Arrange the stretch of the records from the line containing "white face mask shown in the photo above." through the end of the records as a Markdown table, one row per line with blank lines omitted. Use the columns Row (the row number) and Entry (the line itself).

Begin Dataset entries

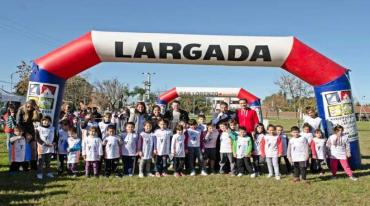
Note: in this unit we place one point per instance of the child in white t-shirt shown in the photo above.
(226, 151)
(298, 154)
(17, 148)
(338, 145)
(62, 146)
(146, 148)
(74, 151)
(163, 136)
(318, 149)
(271, 149)
(46, 141)
(129, 149)
(179, 149)
(112, 154)
(92, 152)
(210, 144)
(285, 141)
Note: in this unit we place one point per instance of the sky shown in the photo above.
(338, 29)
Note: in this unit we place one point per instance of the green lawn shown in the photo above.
(211, 190)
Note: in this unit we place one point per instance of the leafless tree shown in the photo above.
(295, 89)
(113, 92)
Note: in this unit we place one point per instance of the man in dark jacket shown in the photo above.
(224, 115)
(175, 114)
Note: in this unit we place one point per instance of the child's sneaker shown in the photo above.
(353, 178)
(296, 179)
(39, 176)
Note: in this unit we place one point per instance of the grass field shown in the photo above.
(24, 189)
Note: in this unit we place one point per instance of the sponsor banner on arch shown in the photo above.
(339, 110)
(45, 96)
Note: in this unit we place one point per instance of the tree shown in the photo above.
(113, 92)
(194, 104)
(138, 91)
(77, 89)
(276, 102)
(23, 70)
(296, 89)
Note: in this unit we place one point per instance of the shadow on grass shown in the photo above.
(365, 157)
(24, 188)
(26, 199)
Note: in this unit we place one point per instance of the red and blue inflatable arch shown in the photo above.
(329, 79)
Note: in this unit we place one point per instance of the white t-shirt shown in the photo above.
(62, 142)
(308, 136)
(178, 145)
(47, 136)
(314, 122)
(148, 143)
(339, 146)
(202, 127)
(163, 141)
(298, 149)
(320, 147)
(112, 147)
(103, 128)
(284, 141)
(210, 140)
(73, 156)
(130, 142)
(271, 145)
(92, 148)
(18, 150)
(242, 144)
(194, 138)
(225, 143)
(257, 144)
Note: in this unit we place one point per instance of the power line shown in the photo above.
(26, 31)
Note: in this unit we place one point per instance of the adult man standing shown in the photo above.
(176, 114)
(246, 117)
(312, 119)
(224, 115)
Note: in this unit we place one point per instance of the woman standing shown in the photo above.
(155, 116)
(28, 117)
(139, 117)
(9, 118)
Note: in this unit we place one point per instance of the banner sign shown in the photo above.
(339, 110)
(45, 96)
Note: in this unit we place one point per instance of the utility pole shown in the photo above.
(147, 84)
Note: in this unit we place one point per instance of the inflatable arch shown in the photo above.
(330, 80)
(253, 101)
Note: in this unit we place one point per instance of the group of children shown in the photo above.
(189, 144)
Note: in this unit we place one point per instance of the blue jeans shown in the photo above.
(161, 163)
(128, 164)
(194, 153)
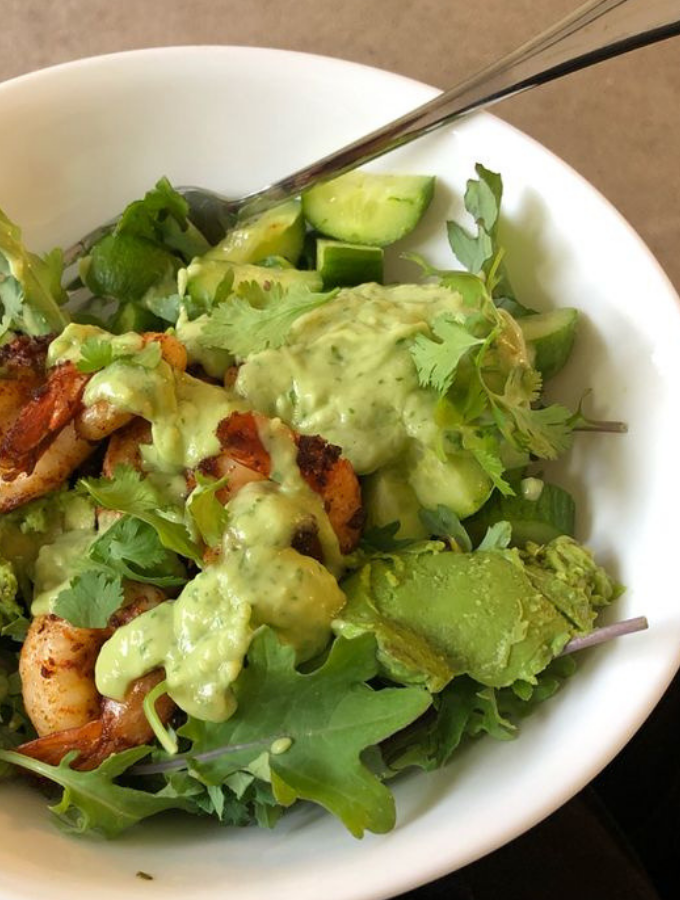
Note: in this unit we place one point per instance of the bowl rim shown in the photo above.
(432, 870)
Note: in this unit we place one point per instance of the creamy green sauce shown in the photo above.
(183, 411)
(56, 564)
(346, 372)
(202, 637)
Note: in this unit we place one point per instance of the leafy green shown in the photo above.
(97, 353)
(142, 255)
(481, 253)
(443, 522)
(466, 709)
(92, 800)
(437, 361)
(90, 600)
(30, 286)
(133, 549)
(255, 317)
(497, 537)
(330, 716)
(207, 513)
(128, 492)
(129, 548)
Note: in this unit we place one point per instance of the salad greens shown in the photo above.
(305, 656)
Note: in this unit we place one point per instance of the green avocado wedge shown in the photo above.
(437, 614)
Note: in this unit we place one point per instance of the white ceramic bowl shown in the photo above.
(81, 140)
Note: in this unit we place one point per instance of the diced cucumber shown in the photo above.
(368, 208)
(277, 232)
(346, 265)
(204, 276)
(534, 515)
(551, 336)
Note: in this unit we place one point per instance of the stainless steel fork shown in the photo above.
(599, 30)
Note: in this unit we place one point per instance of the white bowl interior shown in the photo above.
(81, 140)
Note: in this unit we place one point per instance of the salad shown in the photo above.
(272, 530)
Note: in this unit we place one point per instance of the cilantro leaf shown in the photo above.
(484, 446)
(330, 716)
(437, 361)
(97, 353)
(207, 513)
(483, 198)
(256, 318)
(471, 251)
(132, 549)
(497, 537)
(443, 522)
(92, 800)
(30, 285)
(130, 493)
(90, 600)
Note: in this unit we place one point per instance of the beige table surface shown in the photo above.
(617, 124)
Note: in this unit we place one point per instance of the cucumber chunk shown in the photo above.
(551, 337)
(277, 232)
(368, 208)
(346, 265)
(539, 512)
(204, 276)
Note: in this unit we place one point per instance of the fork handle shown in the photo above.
(599, 30)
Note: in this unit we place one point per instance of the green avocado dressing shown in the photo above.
(346, 372)
(202, 637)
(183, 411)
(56, 565)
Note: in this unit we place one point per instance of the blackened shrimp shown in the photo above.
(57, 666)
(47, 432)
(244, 459)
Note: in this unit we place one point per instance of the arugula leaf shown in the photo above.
(437, 361)
(207, 513)
(128, 492)
(256, 318)
(92, 800)
(330, 716)
(30, 285)
(90, 600)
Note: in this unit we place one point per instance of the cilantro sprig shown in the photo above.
(129, 492)
(128, 549)
(97, 353)
(256, 317)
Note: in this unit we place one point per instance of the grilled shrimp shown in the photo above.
(49, 432)
(57, 673)
(243, 458)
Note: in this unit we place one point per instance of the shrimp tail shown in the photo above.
(53, 406)
(52, 748)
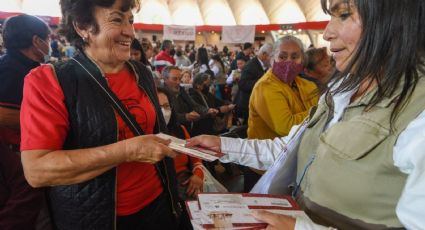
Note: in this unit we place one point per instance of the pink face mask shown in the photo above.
(286, 71)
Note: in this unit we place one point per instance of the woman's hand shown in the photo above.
(194, 185)
(147, 148)
(275, 221)
(205, 141)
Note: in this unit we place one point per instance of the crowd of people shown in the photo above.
(80, 108)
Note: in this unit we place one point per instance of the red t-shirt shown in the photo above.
(44, 125)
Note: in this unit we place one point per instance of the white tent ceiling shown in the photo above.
(198, 12)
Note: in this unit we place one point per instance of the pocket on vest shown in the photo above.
(354, 139)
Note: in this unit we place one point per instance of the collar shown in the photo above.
(22, 58)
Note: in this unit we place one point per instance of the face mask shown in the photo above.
(167, 115)
(205, 89)
(172, 52)
(286, 71)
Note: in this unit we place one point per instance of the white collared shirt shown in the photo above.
(408, 156)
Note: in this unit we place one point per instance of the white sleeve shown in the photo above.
(259, 154)
(409, 157)
(304, 223)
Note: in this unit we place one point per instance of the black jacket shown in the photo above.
(251, 73)
(91, 204)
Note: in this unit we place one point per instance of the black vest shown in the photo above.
(92, 122)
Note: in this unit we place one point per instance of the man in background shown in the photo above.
(26, 39)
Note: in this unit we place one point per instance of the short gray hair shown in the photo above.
(284, 39)
(266, 48)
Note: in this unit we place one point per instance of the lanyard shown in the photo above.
(330, 103)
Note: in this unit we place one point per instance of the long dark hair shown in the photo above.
(391, 49)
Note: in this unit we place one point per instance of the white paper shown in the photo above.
(238, 34)
(224, 210)
(179, 146)
(174, 32)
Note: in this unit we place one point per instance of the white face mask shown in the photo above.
(167, 115)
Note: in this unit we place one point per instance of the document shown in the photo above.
(179, 145)
(233, 210)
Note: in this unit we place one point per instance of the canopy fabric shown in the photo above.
(198, 12)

End Dataset entries

Output for this exercise
| Row | Entry |
|---|---|
| 1 | Note: in this unit we place one point per instance of the white face mask shown in the photo above. |
| 2 | (167, 115) |
| 3 | Note: in this unit we place one point per instance of the document shown in the photo above. |
| 4 | (179, 145) |
| 5 | (233, 210) |
| 6 | Note: in this unit we place one point per instance of the canopy fabric shown in the photo above. |
| 7 | (198, 12) |